Dataset entries:
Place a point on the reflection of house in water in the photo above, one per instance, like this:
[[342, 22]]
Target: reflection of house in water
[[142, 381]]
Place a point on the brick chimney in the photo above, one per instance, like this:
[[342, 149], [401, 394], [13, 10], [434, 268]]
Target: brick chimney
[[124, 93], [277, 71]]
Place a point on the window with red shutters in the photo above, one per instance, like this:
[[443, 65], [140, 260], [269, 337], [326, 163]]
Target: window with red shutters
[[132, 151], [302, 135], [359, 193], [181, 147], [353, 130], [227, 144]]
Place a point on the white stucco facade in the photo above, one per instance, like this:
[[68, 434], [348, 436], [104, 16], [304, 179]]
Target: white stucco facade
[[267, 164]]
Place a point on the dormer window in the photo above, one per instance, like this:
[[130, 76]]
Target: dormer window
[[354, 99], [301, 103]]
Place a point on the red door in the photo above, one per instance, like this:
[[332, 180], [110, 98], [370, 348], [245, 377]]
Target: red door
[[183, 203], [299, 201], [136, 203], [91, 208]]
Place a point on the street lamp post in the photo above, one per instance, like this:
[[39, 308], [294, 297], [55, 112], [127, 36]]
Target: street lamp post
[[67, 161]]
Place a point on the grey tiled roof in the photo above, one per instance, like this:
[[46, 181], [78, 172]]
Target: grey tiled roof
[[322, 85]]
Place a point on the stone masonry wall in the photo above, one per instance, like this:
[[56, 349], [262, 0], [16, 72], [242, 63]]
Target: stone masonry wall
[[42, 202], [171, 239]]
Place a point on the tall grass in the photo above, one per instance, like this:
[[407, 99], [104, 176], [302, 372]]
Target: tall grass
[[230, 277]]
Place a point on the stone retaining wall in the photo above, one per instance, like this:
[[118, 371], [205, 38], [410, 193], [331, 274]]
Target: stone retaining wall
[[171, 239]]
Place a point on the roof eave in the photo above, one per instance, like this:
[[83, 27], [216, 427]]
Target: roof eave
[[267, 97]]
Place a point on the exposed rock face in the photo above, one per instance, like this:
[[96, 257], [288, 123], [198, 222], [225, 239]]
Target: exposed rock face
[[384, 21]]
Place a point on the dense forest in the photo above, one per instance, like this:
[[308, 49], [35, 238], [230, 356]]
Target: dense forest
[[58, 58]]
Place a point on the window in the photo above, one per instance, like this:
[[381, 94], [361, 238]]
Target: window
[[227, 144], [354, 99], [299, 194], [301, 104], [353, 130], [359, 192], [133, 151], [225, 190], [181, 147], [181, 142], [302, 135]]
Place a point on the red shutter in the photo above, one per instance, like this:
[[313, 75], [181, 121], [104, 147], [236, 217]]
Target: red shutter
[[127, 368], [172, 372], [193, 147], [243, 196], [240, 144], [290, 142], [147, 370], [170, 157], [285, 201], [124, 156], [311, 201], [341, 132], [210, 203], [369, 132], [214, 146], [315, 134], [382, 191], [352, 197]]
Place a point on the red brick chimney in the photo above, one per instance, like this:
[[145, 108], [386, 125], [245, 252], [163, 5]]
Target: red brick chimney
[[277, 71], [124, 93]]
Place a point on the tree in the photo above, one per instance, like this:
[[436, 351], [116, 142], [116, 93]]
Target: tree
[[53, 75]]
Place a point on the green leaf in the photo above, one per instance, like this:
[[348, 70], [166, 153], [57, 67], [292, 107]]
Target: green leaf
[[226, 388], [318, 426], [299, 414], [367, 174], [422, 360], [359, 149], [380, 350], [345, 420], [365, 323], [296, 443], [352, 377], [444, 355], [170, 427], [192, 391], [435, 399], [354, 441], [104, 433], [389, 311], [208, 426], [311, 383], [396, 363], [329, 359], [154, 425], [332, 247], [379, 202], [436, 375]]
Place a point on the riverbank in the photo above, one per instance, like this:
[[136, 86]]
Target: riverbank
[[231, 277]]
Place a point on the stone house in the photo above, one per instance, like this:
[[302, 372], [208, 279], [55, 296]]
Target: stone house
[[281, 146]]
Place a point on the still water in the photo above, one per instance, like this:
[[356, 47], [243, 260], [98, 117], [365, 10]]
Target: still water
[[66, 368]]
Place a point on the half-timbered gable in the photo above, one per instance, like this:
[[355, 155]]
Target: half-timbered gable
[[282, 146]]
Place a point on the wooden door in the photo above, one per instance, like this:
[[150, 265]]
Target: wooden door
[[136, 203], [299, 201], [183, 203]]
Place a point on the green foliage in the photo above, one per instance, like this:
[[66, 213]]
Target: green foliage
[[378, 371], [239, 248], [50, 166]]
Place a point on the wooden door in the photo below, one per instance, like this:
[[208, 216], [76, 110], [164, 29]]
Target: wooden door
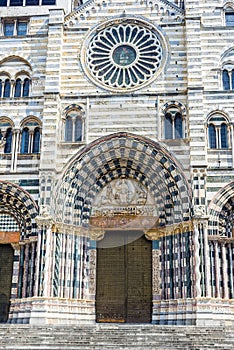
[[124, 282]]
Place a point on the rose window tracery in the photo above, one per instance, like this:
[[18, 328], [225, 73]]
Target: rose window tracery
[[124, 56]]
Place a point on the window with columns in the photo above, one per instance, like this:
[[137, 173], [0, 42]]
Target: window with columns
[[228, 78], [6, 127], [27, 2], [26, 140], [173, 124], [229, 15], [19, 87], [74, 125], [30, 137], [218, 132]]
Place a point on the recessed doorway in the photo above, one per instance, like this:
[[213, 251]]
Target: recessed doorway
[[124, 278]]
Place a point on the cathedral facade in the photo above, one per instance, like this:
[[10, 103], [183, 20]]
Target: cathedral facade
[[116, 161]]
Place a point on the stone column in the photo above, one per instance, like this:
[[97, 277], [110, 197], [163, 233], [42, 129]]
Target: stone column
[[197, 261], [44, 252], [224, 272], [207, 260], [217, 270]]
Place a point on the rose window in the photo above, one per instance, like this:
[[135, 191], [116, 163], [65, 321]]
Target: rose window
[[124, 56]]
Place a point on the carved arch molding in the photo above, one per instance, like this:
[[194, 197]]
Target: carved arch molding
[[122, 181]]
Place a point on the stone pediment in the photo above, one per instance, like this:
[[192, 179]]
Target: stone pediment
[[159, 11]]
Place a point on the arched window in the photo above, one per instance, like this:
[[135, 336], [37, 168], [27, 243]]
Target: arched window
[[36, 141], [8, 143], [218, 132], [226, 80], [224, 136], [73, 126], [26, 85], [168, 126], [68, 129], [178, 126], [25, 141], [18, 88], [30, 136], [7, 88], [78, 129], [212, 136], [173, 124]]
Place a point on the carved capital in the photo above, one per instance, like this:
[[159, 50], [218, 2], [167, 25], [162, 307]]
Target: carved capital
[[199, 211], [44, 218]]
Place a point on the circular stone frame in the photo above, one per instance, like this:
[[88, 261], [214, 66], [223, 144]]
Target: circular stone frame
[[124, 54]]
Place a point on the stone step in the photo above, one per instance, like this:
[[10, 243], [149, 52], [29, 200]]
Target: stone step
[[116, 336]]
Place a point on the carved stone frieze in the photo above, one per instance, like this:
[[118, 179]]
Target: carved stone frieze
[[124, 203], [44, 218]]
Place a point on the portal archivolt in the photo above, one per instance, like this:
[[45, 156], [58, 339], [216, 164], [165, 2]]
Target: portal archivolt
[[122, 156]]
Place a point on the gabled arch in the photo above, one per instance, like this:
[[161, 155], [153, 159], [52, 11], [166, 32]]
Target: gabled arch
[[19, 58], [122, 155], [220, 208], [18, 203]]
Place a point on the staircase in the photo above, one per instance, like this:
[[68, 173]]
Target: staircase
[[116, 336]]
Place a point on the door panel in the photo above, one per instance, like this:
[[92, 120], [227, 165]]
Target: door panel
[[124, 281]]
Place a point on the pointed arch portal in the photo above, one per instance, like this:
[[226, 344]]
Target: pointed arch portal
[[117, 191]]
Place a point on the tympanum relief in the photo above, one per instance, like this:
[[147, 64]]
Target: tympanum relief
[[124, 203]]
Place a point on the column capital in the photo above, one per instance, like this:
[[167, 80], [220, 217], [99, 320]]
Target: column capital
[[44, 218]]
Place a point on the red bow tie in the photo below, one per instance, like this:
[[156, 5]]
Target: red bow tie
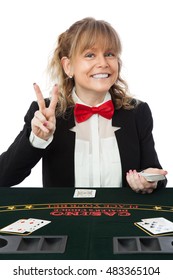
[[83, 112]]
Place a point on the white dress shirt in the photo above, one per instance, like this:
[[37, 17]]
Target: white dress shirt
[[97, 159]]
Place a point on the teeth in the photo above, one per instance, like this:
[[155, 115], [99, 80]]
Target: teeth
[[100, 76]]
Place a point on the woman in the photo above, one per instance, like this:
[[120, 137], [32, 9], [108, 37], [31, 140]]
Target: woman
[[91, 133]]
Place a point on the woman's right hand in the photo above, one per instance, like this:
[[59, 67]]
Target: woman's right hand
[[44, 122]]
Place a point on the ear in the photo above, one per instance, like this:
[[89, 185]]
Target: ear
[[66, 64]]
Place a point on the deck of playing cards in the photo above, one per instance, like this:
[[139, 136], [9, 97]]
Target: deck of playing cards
[[24, 226], [156, 226]]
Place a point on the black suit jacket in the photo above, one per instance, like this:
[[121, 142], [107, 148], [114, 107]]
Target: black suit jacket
[[135, 141]]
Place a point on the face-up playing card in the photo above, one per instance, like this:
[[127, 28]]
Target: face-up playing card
[[156, 226], [17, 227], [24, 226], [34, 224], [84, 193]]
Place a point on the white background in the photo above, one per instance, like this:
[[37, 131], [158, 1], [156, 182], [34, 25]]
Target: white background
[[28, 33]]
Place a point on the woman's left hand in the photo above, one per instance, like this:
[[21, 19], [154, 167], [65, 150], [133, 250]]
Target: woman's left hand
[[139, 184]]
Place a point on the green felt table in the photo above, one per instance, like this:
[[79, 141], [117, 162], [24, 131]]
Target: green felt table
[[89, 223]]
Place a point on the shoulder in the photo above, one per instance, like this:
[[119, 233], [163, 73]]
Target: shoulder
[[140, 107]]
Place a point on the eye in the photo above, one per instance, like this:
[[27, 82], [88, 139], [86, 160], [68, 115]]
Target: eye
[[89, 55], [109, 54]]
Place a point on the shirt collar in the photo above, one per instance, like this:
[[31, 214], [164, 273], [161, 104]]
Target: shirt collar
[[76, 99]]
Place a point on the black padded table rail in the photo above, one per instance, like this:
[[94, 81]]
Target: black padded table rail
[[32, 244], [126, 245]]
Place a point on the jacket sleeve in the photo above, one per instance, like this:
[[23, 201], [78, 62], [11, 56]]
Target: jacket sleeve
[[16, 163], [144, 122]]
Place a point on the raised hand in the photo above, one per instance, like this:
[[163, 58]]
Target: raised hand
[[44, 122]]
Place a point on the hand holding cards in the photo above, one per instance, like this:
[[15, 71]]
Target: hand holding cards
[[152, 177], [24, 226]]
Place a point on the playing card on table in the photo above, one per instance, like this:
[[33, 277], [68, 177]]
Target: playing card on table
[[34, 224], [24, 226], [156, 226], [84, 193], [16, 227]]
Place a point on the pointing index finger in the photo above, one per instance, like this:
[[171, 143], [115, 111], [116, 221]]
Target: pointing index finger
[[54, 99], [40, 99]]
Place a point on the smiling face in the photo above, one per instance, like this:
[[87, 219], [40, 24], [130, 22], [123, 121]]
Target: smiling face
[[95, 71], [92, 58]]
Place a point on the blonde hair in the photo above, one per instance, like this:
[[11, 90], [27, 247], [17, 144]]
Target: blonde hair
[[82, 35]]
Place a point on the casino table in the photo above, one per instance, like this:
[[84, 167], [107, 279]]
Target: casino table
[[86, 228]]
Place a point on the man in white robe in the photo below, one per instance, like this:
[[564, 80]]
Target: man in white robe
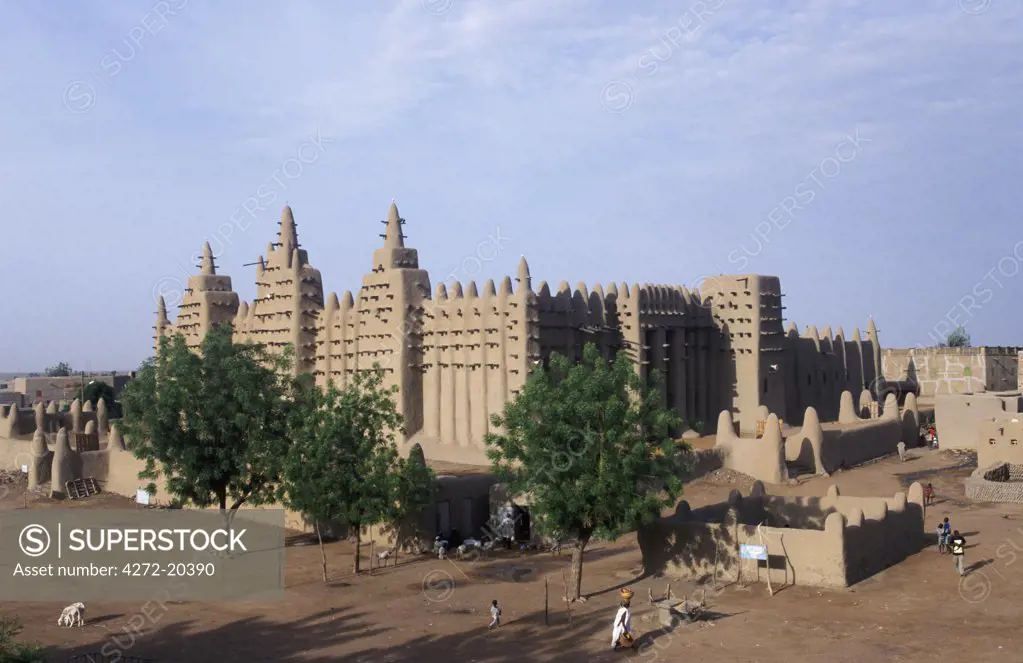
[[623, 621]]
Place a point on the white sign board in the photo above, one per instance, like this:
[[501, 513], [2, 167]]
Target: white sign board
[[753, 551]]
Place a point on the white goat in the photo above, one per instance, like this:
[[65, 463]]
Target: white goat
[[466, 546], [73, 615]]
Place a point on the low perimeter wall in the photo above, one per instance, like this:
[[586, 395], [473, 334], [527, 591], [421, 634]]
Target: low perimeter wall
[[821, 448], [830, 541]]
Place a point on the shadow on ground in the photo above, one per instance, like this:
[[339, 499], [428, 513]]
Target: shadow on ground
[[338, 635]]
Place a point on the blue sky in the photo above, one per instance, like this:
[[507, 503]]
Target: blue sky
[[868, 152]]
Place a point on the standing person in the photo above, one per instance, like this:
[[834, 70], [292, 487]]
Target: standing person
[[507, 530], [959, 549], [495, 615], [623, 622]]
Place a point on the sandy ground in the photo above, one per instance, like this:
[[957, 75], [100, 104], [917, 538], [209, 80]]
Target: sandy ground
[[427, 610]]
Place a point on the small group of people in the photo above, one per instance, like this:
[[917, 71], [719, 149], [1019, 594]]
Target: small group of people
[[621, 632], [950, 540]]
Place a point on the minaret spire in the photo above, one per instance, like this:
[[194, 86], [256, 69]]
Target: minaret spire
[[525, 280], [208, 266], [288, 235], [393, 236], [162, 320]]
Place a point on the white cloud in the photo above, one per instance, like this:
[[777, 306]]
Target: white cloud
[[491, 115]]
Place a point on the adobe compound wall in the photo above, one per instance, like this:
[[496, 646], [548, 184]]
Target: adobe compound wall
[[830, 541], [20, 424], [959, 417], [953, 370], [855, 438]]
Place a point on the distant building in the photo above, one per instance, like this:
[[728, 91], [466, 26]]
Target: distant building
[[954, 370], [25, 392]]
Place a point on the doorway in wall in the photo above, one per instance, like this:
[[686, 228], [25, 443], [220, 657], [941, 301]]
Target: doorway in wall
[[443, 518]]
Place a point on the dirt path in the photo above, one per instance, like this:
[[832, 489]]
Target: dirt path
[[428, 610]]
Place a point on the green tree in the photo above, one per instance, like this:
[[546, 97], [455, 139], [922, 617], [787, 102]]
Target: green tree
[[958, 338], [213, 424], [61, 369], [413, 489], [592, 448], [11, 652], [340, 467], [96, 390]]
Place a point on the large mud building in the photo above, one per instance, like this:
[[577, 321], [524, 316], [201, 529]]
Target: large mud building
[[458, 352]]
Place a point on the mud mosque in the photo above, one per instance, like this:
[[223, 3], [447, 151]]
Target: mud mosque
[[458, 353]]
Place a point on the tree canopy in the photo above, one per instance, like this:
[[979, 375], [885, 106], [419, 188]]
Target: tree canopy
[[214, 423], [61, 369], [341, 466], [591, 446], [96, 390], [958, 338]]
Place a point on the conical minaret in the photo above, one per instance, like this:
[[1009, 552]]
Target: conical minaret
[[525, 280], [208, 268], [163, 323], [287, 235], [872, 335], [394, 237], [390, 311], [394, 254]]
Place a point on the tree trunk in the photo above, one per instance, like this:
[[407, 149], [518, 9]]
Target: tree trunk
[[358, 546], [580, 546], [322, 551]]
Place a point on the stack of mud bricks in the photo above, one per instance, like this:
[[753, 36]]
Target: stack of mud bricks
[[1003, 483]]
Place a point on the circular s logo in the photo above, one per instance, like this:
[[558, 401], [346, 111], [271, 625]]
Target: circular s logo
[[34, 540]]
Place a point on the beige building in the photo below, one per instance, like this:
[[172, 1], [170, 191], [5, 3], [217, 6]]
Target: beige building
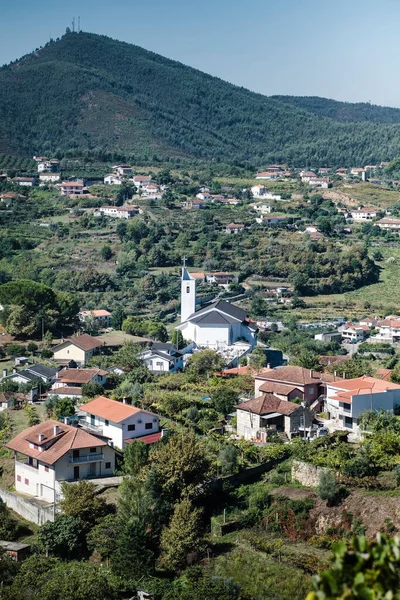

TASK INSTRUCTIONS: Return all lines from the entries that contain the string "beige".

ANSWER BOX:
Place a point on the beige building in the photo below, one per instance, like this:
Target: beige building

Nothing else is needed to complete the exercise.